■ **Set task**
Only the run of lines from the one containing "point: hand gripping" through the last line should be returned, exactly as written.

■ **Recorded information**
# # #
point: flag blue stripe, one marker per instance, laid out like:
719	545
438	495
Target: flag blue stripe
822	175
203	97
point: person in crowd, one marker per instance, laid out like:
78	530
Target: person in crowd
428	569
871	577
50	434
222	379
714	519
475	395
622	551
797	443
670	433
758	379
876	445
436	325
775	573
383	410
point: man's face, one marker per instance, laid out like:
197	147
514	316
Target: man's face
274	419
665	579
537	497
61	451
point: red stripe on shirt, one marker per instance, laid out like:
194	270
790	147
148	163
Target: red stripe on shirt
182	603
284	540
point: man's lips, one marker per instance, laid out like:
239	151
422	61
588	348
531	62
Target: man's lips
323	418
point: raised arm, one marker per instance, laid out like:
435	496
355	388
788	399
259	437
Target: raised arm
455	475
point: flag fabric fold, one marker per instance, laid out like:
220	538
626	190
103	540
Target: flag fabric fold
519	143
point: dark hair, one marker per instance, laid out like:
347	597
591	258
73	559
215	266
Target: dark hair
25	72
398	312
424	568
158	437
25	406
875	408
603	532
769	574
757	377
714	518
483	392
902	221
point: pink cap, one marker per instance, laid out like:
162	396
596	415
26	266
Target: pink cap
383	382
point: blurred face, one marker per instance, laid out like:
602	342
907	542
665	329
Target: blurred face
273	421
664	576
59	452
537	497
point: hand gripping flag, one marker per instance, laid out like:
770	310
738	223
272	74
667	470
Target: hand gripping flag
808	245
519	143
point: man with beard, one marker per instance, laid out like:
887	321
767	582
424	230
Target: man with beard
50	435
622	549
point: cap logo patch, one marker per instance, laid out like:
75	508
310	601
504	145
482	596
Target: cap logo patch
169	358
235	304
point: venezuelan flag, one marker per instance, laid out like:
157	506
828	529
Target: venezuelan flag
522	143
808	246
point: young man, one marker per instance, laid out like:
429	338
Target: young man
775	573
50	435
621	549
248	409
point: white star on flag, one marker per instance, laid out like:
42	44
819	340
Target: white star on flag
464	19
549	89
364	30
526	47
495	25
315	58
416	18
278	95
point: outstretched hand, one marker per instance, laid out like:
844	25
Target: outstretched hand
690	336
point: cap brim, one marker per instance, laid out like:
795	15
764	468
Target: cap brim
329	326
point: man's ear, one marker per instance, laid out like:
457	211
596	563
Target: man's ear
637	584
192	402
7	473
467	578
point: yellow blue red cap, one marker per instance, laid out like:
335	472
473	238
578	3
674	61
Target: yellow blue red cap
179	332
# # #
■ **Answer to this exercise**
point: hand gripping flag, one marker per instance, laid out like:
770	310
738	223
272	74
667	470
Target: hand gripping flag
808	245
519	143
point: man with beard, one marker per instance, laid out like:
887	321
767	582
424	230
Target: man with beard
50	435
622	549
point: cap logo patch, one marker per instance, laid out like:
75	508
310	601
504	145
482	596
Target: cap logo patch
169	358
235	304
point: venezuelan flag, one marker per instance, laid out like:
157	506
828	529
Target: venezuelan flag
522	143
808	246
point: young man, one marker per instance, laid out like:
429	338
Target: young man
775	573
50	435
621	549
248	409
point: white star on flag, one marker per instance, laid out like:
42	44
819	340
Target: white star on flag
464	19
549	89
364	30
526	47
495	25
315	58
416	18
278	95
point: outstretched hand, one marker per instance, laid out like:
844	25
Target: outstretched hand
690	336
point: cap brim, one marker per instance, laid out like:
795	15
764	468
Target: cap brim
329	326
point: man's ear, one marker per instance, laid out like:
457	211
596	563
Target: man's ear
637	584
192	402
7	473
467	578
point: yellow blue red cap, one marker per instance, laid out like:
335	472
473	238
578	3
674	61
Target: yellow blue red cap
179	332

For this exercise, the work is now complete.